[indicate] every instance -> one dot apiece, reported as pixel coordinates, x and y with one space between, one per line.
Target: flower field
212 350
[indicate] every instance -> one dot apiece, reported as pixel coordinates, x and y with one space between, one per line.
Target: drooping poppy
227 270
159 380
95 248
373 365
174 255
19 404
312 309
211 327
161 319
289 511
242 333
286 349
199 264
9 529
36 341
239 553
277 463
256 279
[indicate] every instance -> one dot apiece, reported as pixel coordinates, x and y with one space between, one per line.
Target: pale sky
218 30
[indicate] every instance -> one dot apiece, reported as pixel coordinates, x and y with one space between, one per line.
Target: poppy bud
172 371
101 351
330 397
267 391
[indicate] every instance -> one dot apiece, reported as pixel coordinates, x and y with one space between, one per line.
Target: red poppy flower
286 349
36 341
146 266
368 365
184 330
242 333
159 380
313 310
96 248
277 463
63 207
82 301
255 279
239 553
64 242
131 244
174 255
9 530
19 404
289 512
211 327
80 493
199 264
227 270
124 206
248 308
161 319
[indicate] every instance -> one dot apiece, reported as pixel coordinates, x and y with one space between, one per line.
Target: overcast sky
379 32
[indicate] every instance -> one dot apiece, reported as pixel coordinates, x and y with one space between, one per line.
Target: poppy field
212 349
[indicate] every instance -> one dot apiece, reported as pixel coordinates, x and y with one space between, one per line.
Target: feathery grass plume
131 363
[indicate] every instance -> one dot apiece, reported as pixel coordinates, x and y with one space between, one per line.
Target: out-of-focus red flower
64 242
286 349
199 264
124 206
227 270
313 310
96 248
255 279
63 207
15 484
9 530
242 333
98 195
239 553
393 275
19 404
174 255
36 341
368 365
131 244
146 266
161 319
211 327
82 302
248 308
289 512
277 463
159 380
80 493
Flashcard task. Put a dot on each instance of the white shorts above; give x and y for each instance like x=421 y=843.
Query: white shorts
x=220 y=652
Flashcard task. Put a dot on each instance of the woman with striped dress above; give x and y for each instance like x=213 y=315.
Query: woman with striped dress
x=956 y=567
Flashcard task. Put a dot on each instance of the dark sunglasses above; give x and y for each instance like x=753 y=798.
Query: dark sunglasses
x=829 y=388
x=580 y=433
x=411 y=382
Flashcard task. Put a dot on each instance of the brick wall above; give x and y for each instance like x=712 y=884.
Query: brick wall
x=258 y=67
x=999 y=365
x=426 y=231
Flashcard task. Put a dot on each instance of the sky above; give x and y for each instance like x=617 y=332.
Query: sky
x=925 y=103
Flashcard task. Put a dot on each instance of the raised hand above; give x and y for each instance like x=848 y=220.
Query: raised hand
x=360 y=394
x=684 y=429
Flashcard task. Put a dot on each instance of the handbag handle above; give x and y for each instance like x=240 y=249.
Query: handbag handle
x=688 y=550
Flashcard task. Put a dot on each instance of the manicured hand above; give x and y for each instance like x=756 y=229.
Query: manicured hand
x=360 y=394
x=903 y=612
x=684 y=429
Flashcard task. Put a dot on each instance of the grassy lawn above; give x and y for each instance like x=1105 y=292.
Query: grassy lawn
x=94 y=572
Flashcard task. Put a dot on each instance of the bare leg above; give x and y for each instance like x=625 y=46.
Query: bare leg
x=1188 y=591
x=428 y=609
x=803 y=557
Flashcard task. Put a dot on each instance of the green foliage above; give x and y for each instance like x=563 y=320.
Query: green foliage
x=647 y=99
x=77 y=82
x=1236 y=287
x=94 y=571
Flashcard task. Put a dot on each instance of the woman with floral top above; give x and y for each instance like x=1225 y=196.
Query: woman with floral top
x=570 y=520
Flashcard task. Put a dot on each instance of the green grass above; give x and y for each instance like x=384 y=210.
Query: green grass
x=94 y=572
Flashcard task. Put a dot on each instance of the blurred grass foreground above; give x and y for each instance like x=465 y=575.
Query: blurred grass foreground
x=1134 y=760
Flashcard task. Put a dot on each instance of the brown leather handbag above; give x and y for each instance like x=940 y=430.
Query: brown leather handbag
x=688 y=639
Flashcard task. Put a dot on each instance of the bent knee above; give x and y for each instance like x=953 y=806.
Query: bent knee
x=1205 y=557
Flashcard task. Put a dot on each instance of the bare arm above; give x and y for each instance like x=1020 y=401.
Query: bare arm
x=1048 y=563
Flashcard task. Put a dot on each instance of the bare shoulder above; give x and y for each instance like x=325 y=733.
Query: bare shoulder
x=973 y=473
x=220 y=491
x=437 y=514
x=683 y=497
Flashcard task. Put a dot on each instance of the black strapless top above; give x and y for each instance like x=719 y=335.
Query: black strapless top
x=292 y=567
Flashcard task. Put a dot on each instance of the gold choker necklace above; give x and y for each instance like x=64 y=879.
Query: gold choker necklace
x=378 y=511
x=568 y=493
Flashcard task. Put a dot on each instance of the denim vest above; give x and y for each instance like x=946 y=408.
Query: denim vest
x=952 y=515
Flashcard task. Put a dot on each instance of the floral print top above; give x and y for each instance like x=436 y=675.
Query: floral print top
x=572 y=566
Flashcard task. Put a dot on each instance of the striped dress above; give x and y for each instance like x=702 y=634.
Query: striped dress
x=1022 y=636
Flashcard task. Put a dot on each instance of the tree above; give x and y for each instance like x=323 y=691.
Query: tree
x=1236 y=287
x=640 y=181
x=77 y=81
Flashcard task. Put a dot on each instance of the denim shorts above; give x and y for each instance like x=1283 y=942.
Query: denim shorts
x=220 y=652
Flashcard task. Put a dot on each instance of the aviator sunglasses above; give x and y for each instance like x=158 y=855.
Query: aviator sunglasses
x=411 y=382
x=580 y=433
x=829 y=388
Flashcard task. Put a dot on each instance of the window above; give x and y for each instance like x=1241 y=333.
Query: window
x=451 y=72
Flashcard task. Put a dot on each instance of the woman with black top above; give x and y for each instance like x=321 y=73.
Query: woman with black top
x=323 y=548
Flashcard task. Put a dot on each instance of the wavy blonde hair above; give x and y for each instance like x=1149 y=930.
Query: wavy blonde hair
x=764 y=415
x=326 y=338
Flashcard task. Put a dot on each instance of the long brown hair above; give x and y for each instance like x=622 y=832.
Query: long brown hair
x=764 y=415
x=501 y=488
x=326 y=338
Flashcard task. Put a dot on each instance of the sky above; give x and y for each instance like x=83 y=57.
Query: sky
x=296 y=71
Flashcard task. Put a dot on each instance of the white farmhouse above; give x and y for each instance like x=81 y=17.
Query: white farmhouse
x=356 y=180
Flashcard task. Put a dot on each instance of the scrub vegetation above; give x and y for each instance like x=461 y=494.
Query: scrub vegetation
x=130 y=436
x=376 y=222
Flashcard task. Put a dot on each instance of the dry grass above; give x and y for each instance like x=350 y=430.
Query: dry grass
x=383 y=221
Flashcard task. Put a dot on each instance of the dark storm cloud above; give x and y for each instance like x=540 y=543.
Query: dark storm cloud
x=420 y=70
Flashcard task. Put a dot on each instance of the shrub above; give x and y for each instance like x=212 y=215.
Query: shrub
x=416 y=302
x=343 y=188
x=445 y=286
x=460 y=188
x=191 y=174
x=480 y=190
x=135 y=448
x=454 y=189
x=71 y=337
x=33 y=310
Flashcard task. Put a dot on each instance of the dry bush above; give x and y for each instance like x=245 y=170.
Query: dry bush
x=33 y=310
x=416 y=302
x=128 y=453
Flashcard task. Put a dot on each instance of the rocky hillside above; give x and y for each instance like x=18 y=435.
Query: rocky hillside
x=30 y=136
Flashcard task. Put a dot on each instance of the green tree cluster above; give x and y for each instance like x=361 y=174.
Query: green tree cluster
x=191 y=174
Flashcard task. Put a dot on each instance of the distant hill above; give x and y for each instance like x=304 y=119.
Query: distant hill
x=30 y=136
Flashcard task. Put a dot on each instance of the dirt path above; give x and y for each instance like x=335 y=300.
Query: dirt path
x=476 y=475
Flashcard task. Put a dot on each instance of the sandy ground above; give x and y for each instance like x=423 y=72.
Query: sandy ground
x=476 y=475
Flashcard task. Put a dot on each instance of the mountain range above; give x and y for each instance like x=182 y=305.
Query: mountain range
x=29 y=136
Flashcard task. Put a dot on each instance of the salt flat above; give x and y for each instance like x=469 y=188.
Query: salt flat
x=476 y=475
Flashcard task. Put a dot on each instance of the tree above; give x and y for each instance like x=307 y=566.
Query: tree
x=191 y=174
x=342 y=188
= = = = =
SET PROBLEM: Update the data from the line with "like x=307 y=566." through the end, changing "tree" to "pine tree" and leaving everything else as it is. Give only those lines.

RESULT OF THIS TASK:
Flashcard task. Put a dot on each instance of the pine tree above; give x and y for each instance like x=307 y=566.
Query: pine tree
x=191 y=174
x=342 y=188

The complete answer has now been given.